* [Given task] Add 34 to every coordinate in the answer points from the line containing "of the treeline" down to the end of the entries below. Write out every line in that stretch, including those with no coordinates.

········

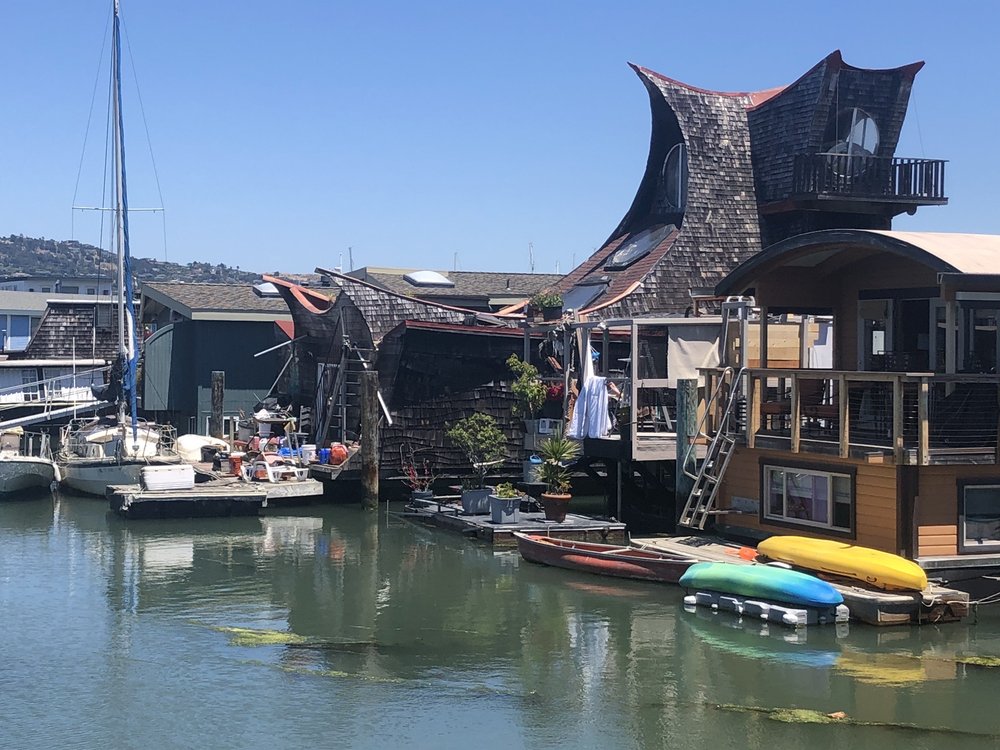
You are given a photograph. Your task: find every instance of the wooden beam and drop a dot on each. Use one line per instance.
(369, 439)
(923, 409)
(796, 415)
(897, 421)
(844, 422)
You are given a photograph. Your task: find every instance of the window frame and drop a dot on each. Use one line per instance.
(848, 472)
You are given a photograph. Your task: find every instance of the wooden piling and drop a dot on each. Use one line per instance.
(369, 439)
(687, 426)
(215, 420)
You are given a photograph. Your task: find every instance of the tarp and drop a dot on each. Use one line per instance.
(690, 347)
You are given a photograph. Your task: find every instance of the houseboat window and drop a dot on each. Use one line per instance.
(639, 245)
(808, 497)
(979, 524)
(675, 177)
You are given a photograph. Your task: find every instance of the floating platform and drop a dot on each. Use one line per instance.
(501, 535)
(935, 604)
(219, 497)
(788, 615)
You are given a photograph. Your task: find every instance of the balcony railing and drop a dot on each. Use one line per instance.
(909, 419)
(869, 177)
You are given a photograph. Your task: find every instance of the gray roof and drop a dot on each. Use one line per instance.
(490, 284)
(30, 302)
(205, 301)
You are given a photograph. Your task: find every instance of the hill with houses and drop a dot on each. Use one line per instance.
(30, 256)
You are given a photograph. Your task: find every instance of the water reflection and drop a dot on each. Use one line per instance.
(397, 626)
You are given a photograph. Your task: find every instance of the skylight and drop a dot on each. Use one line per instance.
(428, 278)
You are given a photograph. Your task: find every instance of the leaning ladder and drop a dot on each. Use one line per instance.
(707, 478)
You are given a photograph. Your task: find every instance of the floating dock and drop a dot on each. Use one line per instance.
(220, 496)
(935, 604)
(501, 535)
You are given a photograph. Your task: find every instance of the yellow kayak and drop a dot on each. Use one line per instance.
(879, 569)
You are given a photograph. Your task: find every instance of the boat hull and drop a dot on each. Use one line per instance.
(761, 582)
(93, 476)
(22, 473)
(876, 568)
(602, 559)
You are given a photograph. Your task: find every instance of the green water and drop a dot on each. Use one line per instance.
(331, 627)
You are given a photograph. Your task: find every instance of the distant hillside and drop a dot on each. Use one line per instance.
(28, 256)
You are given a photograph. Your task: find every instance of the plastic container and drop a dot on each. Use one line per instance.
(338, 454)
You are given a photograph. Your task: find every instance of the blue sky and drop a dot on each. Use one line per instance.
(436, 134)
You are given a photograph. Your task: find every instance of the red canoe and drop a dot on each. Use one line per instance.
(604, 559)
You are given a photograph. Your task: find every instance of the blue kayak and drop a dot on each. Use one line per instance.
(761, 582)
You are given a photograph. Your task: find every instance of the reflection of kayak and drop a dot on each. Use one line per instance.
(757, 646)
(606, 559)
(761, 582)
(880, 569)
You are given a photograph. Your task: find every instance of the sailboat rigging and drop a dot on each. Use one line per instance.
(99, 452)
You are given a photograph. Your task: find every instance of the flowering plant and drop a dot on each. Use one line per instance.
(417, 475)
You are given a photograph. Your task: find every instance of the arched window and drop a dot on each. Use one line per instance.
(675, 178)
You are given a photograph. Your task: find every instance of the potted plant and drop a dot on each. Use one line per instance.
(528, 389)
(484, 445)
(549, 302)
(418, 475)
(505, 501)
(557, 453)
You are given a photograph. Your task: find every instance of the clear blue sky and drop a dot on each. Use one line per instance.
(284, 133)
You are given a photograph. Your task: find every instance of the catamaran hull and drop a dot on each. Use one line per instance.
(92, 477)
(22, 473)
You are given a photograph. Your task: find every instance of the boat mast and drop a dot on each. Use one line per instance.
(126, 315)
(116, 114)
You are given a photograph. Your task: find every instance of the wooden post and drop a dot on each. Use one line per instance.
(369, 439)
(897, 420)
(923, 422)
(796, 414)
(218, 399)
(687, 425)
(844, 422)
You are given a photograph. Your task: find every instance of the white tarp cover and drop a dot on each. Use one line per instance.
(690, 347)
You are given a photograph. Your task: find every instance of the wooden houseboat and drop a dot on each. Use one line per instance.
(893, 443)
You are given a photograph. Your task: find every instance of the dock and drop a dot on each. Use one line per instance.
(936, 604)
(220, 496)
(501, 535)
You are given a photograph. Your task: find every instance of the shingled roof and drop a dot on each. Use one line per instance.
(75, 328)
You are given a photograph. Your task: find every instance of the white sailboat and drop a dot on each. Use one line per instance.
(25, 462)
(101, 451)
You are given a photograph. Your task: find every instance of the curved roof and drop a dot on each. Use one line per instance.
(942, 252)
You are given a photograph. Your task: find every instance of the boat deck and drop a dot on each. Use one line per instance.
(872, 606)
(501, 535)
(220, 496)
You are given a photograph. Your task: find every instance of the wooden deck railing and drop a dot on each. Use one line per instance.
(869, 177)
(915, 418)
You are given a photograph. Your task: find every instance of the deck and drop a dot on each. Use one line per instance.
(934, 605)
(575, 527)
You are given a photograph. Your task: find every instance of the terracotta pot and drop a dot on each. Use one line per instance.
(555, 506)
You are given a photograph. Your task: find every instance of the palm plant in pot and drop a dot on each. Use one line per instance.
(557, 453)
(484, 445)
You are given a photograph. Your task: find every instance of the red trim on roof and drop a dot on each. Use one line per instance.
(287, 327)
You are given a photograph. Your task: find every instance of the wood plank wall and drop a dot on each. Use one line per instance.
(874, 494)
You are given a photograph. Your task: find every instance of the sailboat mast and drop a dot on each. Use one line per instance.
(119, 159)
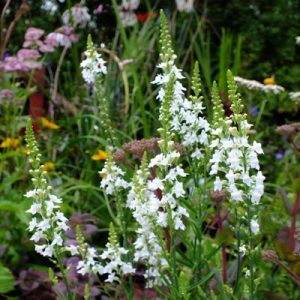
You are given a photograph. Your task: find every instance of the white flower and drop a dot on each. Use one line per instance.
(73, 249)
(130, 4)
(185, 5)
(155, 184)
(49, 6)
(92, 66)
(57, 239)
(80, 16)
(32, 193)
(128, 17)
(218, 184)
(55, 199)
(242, 250)
(112, 180)
(35, 208)
(254, 226)
(60, 38)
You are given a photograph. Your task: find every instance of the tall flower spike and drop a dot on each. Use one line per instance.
(237, 105)
(218, 122)
(48, 223)
(196, 84)
(93, 66)
(114, 257)
(167, 51)
(145, 206)
(112, 176)
(93, 69)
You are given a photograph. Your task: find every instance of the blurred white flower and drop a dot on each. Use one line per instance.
(80, 16)
(185, 5)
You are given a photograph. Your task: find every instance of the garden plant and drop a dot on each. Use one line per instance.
(137, 162)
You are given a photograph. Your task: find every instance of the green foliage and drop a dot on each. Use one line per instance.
(7, 280)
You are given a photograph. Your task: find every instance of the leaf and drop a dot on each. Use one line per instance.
(7, 280)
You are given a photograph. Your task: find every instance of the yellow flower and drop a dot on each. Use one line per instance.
(269, 80)
(48, 124)
(11, 143)
(99, 155)
(48, 166)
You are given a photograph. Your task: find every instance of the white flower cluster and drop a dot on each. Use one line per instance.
(92, 66)
(48, 222)
(295, 96)
(186, 116)
(147, 249)
(49, 6)
(112, 178)
(80, 16)
(109, 262)
(114, 264)
(185, 5)
(150, 210)
(235, 160)
(171, 188)
(257, 86)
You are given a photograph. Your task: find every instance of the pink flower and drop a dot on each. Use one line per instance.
(99, 9)
(31, 65)
(61, 39)
(33, 34)
(46, 48)
(74, 37)
(12, 64)
(6, 95)
(28, 54)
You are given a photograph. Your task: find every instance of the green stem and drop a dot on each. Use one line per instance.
(236, 285)
(251, 284)
(64, 275)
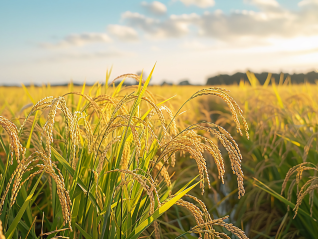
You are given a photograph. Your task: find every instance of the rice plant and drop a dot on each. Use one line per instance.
(99, 165)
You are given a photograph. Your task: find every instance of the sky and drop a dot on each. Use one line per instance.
(57, 41)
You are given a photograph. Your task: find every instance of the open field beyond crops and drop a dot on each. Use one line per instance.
(90, 165)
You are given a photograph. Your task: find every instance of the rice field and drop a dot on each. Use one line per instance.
(159, 161)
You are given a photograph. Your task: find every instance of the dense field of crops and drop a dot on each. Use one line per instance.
(129, 162)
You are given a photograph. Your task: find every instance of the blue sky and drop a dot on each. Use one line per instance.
(55, 41)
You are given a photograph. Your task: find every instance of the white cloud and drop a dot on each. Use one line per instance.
(199, 3)
(79, 40)
(155, 7)
(195, 45)
(123, 33)
(241, 26)
(307, 2)
(270, 3)
(174, 26)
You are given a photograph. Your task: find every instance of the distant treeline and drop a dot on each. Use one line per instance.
(310, 77)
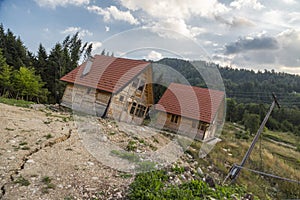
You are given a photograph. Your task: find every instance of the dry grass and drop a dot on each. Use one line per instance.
(268, 157)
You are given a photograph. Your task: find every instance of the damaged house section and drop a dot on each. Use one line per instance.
(193, 111)
(106, 86)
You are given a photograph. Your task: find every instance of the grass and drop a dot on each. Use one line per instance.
(22, 181)
(15, 102)
(48, 185)
(267, 156)
(154, 185)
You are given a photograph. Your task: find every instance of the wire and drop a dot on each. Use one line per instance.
(267, 174)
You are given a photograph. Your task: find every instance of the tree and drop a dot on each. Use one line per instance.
(5, 76)
(251, 122)
(28, 85)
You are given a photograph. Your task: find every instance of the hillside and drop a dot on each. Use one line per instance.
(43, 156)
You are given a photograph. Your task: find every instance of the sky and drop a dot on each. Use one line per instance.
(251, 34)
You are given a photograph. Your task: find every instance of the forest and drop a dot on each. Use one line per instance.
(35, 77)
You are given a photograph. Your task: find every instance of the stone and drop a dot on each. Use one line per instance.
(199, 171)
(210, 181)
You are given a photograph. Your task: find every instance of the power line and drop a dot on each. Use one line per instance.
(267, 174)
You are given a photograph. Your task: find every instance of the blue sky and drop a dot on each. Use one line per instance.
(253, 34)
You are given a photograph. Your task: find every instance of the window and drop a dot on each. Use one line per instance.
(141, 85)
(194, 123)
(135, 83)
(133, 108)
(174, 118)
(88, 91)
(140, 111)
(87, 67)
(202, 126)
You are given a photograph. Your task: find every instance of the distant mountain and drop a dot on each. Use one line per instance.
(241, 84)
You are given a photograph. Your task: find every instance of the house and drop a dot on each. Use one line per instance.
(110, 87)
(193, 111)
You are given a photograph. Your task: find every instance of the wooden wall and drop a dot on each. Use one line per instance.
(122, 102)
(184, 126)
(85, 99)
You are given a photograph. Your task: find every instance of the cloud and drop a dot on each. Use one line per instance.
(154, 55)
(175, 26)
(96, 47)
(236, 22)
(280, 52)
(175, 15)
(113, 12)
(55, 3)
(73, 30)
(289, 2)
(238, 4)
(252, 43)
(177, 9)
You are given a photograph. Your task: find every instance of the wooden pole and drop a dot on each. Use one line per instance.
(235, 170)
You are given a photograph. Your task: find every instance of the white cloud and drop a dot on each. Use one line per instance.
(289, 1)
(177, 9)
(255, 4)
(154, 55)
(73, 30)
(169, 27)
(115, 13)
(96, 47)
(55, 3)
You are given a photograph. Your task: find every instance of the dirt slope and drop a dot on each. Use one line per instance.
(42, 157)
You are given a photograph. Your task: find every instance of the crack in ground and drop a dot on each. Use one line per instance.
(25, 158)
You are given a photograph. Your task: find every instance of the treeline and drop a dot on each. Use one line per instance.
(249, 94)
(251, 115)
(24, 75)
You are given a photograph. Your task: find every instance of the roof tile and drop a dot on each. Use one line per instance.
(191, 102)
(107, 73)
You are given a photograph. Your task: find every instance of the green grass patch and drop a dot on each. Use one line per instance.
(153, 185)
(15, 102)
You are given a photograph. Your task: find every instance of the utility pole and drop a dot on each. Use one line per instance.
(235, 170)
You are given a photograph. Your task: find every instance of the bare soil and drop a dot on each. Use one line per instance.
(42, 157)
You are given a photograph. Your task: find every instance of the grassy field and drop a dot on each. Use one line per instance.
(14, 102)
(275, 153)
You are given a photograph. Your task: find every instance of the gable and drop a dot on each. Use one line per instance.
(191, 102)
(106, 73)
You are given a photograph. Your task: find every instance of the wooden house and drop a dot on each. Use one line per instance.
(111, 87)
(193, 111)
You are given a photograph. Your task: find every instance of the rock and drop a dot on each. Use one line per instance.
(103, 138)
(210, 181)
(37, 106)
(30, 161)
(248, 197)
(199, 171)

········

* [Worked solution]
You are given a photograph. Your task: find every instance of the treeline and drop a dot on each. Use one line per instance.
(283, 128)
(285, 149)
(58, 109)
You are given a photograph. Your task: find every instance of the roof tile and drop a dot on each. Use one line per instance.
(225, 136)
(141, 107)
You are given a photograph. Your task: find every instance of the green grass patch and drop a dot on each. Use one line per instance.
(187, 219)
(49, 136)
You are given a photograph. Your task: find every instance of the utility pole and drop a dot on each. Use one line per instance.
(269, 204)
You are given a photograph. Your task: find every instance of the bare soil and drop a dot on each. Use one line per instance.
(76, 191)
You are given a photograph. Your task: find every instance of the grassy field and drop a dot on each. Use one line per instance.
(48, 136)
(309, 187)
You are given a photograph. Your task: find every instance of the gable and drop a dot on each. Use one line per instance.
(225, 136)
(140, 107)
You are given a photograph. Your task: find every instance of the wooden house and drop a dot on each. Use one line per instance.
(145, 121)
(227, 145)
You are given a photograph. Your task: find every instance of the rock and drop a dot on each. Use one line per instance.
(137, 172)
(244, 215)
(71, 140)
(64, 195)
(282, 231)
(233, 205)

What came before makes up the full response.